(DATA begins)
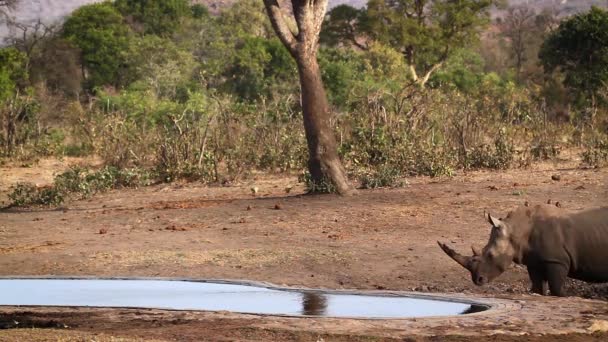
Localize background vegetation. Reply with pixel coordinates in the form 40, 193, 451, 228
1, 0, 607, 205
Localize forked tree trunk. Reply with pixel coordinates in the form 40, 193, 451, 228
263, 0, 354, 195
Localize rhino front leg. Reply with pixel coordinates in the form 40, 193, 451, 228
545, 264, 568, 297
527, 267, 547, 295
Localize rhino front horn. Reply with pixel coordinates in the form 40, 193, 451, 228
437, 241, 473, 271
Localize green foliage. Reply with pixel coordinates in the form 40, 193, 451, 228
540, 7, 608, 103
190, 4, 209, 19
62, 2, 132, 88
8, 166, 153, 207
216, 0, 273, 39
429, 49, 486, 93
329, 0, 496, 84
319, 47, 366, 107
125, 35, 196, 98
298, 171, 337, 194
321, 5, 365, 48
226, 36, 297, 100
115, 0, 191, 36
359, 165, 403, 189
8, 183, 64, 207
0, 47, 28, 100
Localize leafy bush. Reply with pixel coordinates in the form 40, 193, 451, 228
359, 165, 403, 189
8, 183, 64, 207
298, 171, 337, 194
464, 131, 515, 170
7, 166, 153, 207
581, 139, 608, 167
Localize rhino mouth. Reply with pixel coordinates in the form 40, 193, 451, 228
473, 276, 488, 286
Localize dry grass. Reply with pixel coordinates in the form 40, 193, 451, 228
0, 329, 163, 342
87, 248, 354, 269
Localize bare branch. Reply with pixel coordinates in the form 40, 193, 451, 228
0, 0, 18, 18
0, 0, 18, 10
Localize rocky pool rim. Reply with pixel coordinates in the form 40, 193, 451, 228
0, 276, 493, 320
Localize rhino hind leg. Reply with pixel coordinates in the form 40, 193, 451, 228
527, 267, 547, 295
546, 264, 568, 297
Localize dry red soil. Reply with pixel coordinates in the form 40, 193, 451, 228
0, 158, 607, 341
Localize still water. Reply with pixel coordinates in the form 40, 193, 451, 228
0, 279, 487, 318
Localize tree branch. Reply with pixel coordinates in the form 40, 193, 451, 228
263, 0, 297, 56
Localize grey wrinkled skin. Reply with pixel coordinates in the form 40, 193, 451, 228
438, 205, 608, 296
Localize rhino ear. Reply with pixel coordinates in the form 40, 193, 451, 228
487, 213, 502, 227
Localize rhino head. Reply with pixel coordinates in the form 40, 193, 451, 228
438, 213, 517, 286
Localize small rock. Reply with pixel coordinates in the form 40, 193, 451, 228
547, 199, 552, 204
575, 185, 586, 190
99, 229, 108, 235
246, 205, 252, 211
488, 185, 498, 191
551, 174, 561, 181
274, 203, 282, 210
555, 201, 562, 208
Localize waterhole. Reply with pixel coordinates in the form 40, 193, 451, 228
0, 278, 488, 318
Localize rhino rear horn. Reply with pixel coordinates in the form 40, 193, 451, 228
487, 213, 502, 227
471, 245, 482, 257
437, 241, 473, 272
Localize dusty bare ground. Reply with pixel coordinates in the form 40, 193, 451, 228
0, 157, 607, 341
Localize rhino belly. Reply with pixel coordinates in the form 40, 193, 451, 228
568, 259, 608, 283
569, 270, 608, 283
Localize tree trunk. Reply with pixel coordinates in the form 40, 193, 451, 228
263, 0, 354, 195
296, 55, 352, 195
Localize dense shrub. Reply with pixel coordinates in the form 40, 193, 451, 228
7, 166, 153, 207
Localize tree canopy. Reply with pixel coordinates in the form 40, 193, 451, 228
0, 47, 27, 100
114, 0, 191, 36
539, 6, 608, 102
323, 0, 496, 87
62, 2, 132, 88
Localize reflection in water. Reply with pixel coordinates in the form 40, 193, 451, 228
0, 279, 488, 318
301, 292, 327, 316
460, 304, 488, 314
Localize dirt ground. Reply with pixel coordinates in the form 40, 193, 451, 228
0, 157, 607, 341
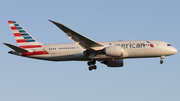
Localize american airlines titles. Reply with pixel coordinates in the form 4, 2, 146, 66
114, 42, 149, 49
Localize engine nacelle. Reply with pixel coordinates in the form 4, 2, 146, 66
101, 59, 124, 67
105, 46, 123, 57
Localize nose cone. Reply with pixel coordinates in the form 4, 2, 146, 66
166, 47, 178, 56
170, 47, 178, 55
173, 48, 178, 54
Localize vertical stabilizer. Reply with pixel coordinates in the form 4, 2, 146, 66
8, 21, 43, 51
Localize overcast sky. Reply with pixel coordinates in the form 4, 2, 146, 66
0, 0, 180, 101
(DATA ends)
(DATA begins)
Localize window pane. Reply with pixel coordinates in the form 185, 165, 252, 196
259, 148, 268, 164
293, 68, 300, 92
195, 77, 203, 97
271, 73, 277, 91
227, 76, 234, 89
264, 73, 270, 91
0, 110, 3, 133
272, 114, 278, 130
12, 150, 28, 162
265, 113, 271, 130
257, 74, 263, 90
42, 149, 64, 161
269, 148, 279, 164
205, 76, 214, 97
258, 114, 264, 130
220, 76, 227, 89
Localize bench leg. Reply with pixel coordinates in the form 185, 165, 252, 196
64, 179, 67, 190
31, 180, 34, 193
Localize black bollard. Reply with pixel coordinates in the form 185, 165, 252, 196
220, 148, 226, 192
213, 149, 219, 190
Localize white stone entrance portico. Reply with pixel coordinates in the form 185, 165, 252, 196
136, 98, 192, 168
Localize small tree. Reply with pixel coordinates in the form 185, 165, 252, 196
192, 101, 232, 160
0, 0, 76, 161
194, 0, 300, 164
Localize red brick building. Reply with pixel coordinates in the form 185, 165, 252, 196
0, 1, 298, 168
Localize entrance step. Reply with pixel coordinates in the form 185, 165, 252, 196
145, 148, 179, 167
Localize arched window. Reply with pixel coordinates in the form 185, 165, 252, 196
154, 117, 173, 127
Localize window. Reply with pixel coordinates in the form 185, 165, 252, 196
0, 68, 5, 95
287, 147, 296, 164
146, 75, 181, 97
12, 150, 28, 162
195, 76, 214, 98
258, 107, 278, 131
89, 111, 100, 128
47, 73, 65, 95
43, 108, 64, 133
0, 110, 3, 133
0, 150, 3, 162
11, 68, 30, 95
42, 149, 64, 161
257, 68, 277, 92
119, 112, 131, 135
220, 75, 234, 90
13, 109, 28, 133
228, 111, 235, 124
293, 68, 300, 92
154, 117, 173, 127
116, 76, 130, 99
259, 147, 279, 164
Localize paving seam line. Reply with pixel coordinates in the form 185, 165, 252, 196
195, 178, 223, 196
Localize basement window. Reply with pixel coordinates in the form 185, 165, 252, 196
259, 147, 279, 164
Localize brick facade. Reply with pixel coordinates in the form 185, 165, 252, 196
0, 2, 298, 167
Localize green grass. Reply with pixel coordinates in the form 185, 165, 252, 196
(DATA ends)
The entries above hold a line with "Localize black bollard." and a later line with "Localize green grass.". Write out exactly those lines and all lines between, nothing more.

Localize black bollard. Reply with pixel coordinates in the form 185, 165, 252, 196
220, 148, 226, 192
213, 149, 219, 190
Localize white stone entrance portico. Reply with pixel coordinates in the form 185, 165, 252, 196
136, 98, 192, 168
Localize small tree. Reply with pixel coordinates in the form 185, 165, 252, 196
192, 101, 232, 160
0, 0, 76, 161
194, 0, 300, 164
Localize red brick building. Reply with pixel coordinates in the form 185, 165, 252, 196
0, 1, 298, 168
Localize entrance step. Reply with pixel coordinates in the form 185, 165, 252, 196
145, 148, 179, 167
Localize arched window. Reply with pixel coordinates in the form 185, 165, 252, 196
154, 117, 173, 127
Localize window. Reply with pixel coordinates in the form 185, 165, 252, 196
0, 68, 5, 95
287, 147, 296, 164
146, 75, 181, 97
12, 150, 28, 162
195, 76, 214, 98
258, 107, 278, 131
89, 111, 100, 128
47, 73, 65, 95
43, 108, 64, 133
0, 110, 3, 133
0, 150, 3, 162
11, 68, 30, 95
42, 149, 64, 161
257, 68, 277, 92
119, 112, 131, 135
220, 75, 234, 90
13, 109, 28, 133
228, 111, 235, 124
293, 68, 300, 92
154, 117, 173, 127
116, 76, 130, 99
259, 147, 279, 164
Localize paving seam line. Reply with pixel coordinates in the form 185, 165, 252, 196
195, 178, 223, 196
Localize basement window. Reply with pixel coordinates in the form 185, 165, 252, 196
259, 147, 279, 164
Localize brick facade. Reply with pixel coordinates in the form 185, 165, 252, 196
0, 2, 298, 167
Localize green grass. Reply with pixel coordinates in the form 185, 165, 252, 196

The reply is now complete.